--- START ---

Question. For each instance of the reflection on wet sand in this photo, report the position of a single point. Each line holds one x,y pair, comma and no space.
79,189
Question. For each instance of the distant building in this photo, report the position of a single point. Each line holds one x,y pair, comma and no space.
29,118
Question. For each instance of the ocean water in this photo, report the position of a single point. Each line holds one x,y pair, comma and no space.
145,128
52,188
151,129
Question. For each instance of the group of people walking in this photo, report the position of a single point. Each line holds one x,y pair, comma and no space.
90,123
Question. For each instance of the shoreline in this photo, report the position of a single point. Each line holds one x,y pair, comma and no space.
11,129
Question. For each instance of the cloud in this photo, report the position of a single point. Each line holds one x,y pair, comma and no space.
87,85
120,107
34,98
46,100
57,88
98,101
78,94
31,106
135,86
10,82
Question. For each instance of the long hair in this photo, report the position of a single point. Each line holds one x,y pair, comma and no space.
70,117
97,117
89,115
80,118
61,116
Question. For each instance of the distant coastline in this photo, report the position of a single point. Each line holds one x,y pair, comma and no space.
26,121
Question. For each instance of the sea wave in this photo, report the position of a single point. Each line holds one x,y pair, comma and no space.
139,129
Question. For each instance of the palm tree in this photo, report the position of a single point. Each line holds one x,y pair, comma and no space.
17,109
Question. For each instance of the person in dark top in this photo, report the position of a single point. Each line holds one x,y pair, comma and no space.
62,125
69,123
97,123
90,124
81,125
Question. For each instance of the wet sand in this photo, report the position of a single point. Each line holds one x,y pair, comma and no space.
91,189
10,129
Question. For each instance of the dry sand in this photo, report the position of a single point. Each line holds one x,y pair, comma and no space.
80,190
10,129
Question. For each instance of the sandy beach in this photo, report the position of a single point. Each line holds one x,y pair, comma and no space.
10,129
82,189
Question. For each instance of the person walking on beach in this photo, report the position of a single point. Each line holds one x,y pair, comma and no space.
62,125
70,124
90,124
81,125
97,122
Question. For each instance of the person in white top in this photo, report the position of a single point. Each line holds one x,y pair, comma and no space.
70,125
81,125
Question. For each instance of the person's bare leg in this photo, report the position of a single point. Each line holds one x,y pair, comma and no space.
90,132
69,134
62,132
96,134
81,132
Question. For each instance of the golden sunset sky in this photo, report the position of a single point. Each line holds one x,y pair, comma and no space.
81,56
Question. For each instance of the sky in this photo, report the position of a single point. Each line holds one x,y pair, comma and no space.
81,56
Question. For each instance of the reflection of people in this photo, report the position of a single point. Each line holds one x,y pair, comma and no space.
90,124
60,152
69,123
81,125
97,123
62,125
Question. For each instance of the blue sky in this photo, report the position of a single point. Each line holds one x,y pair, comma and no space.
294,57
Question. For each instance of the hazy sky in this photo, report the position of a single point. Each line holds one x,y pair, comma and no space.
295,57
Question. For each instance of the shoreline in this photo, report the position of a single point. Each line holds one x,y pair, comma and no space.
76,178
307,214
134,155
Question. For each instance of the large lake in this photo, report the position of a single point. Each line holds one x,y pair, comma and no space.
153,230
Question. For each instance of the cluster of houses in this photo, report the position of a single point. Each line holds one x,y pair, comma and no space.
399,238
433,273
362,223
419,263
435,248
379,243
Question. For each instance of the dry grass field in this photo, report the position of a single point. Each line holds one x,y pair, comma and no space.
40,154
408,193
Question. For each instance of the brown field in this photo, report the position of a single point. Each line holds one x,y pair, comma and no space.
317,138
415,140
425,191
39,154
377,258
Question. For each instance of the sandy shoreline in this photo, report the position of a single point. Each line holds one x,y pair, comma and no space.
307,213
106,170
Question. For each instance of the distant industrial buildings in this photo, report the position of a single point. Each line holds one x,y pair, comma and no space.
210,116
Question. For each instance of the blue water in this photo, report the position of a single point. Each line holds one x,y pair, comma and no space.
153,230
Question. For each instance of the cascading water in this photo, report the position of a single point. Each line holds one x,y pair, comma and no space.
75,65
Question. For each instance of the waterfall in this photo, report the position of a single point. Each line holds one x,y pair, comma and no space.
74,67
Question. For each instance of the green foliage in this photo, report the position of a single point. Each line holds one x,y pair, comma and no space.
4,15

--- END ---

Everything from the line with "Question. For each instance of the sandy shoreline" through the last line of the data above, please return word for word, and no other line.

> [Your solution]
Question. For each instance of the sandy shoreline in this photo, report the position of a single point. Each line holds one x,y pair, comma and no space.
307,213
106,170
Question. For each instance of the distant industrial buildings in this photo, report the position of a single point. Each line holds one x,y pair, comma and no space.
210,116
Question. For each instance of the blue water in this photo, report the position of a single point. Each line holds one x,y pair, comma and no space.
153,230
Question. For each instance of the cascading water in this photo, report the position of a single point. Each line holds one x,y pair, comma and no space.
75,65
Question. For each instance of the waterfall in this photo, report the position of a single point. Each line holds one x,y pair, comma and no space.
74,67
Question. For each instance of the green foliage in this photo, report the position of a single point. Each line holds one x,y pair, comma and no space.
4,15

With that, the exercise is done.